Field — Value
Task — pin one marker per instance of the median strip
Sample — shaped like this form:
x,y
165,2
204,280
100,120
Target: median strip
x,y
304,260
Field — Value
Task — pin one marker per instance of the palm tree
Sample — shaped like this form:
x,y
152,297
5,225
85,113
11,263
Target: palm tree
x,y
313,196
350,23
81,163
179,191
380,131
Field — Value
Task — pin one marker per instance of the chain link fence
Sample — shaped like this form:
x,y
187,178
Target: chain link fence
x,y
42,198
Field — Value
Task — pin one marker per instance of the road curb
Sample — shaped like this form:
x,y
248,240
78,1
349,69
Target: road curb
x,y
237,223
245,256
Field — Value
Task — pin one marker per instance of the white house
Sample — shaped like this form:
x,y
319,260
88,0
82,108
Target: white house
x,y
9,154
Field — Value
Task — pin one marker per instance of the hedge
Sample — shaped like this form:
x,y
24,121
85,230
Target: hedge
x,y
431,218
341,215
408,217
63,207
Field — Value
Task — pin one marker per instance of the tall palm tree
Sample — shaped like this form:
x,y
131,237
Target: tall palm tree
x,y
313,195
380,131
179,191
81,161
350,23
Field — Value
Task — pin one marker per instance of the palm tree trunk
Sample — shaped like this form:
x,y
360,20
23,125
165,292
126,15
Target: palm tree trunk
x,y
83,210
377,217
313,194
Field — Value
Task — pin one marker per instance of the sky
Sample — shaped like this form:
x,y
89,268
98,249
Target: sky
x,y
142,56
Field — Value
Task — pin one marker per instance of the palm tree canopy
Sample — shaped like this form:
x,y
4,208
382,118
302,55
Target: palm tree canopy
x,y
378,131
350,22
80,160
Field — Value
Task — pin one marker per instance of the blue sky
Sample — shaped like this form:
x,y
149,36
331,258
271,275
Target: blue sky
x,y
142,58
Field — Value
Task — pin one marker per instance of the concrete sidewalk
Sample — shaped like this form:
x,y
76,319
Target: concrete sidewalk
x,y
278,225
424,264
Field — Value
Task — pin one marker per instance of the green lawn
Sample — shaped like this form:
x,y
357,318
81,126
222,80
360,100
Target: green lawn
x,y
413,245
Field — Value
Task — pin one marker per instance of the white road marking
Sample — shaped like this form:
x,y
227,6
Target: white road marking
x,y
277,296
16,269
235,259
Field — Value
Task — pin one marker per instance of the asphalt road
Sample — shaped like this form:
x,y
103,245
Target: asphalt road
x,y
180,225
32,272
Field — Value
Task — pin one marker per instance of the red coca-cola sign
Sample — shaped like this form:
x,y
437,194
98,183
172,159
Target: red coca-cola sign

■ ■ ■

The listing above should be transcribed in full, exactly as written.

YOUR RESPONSE:
Field — Value
Task — pin one marker per instance of the median strip
Sample — shaped like this form:
x,y
165,2
204,280
100,120
Target: median strip
x,y
304,260
Field — Value
Task — pin one marker per instance of the palm tree
Sample — shaped like this form:
x,y
152,297
5,225
85,113
11,263
Target: palm tree
x,y
313,196
350,23
81,163
179,191
380,131
Field — Value
Task — pin one marker per instance of the chain link fence
Sample — shaped like this form:
x,y
187,178
Target: chain link fence
x,y
42,198
Field — Value
Task — pin one marker per instance of the road curb
Sample — shaped like this form:
x,y
248,240
78,1
349,69
Target: road curb
x,y
237,223
245,256
Field — Value
Task — pin one marker per instance of the white house
Sample — shaped like this form:
x,y
319,260
88,0
82,108
Target: white house
x,y
9,154
Field — Value
Task — pin one marker per instance of the hedge
Sample — shaped like this form:
x,y
24,121
85,230
Target: hedge
x,y
431,218
341,215
408,217
63,207
Field — Value
Task — pin one marker per instance of the tall palm tree
Sample — shaped like this form:
x,y
131,237
Target: tall palm tree
x,y
313,195
380,131
179,191
81,161
350,23
Field — Value
Task — pin one marker per instance of the palm tree trunk
Sample — shaped like this form:
x,y
360,20
23,125
165,292
126,15
Target: palm tree trunk
x,y
83,210
377,217
313,194
Field — Value
Task — pin one marker per instance of the sky
Sample — shaped like this form:
x,y
89,268
98,249
Target: sky
x,y
142,56
Field — Value
Task — pin one marker per instance of the palm tree canopy
Sample — shaped like this form:
x,y
4,208
382,118
302,55
Target: palm tree canopy
x,y
378,131
350,22
80,160
Field — Value
Task — pin one marker per instance of the blue sky
Sample — shaped like this form:
x,y
149,36
331,258
271,275
Target: blue sky
x,y
142,58
Field — Value
Task — pin one marker per instance of the concrete sidewalk
Sample — shaped like this form:
x,y
76,319
Target: concrete sidewalk
x,y
278,225
424,264
Field — Value
Task — pin one marker per instance of the green lawn
Sample — shaped like this form:
x,y
357,318
81,126
222,80
360,100
Target: green lawn
x,y
413,245
Field — Value
Task — pin one marker per instance of the white road marking
Sample — shaped like this form:
x,y
227,6
Target: white road marking
x,y
277,296
16,269
235,259
Field — Value
Task — pin one marker per instance of the asphalt road
Sample — shaped like this form:
x,y
103,245
Target: asphalt road
x,y
180,225
32,272
Field — Value
Task — pin one marker per instance of the red coca-cola sign
Sample — shaped like this form:
x,y
437,194
98,183
172,159
Target: red coca-cola sign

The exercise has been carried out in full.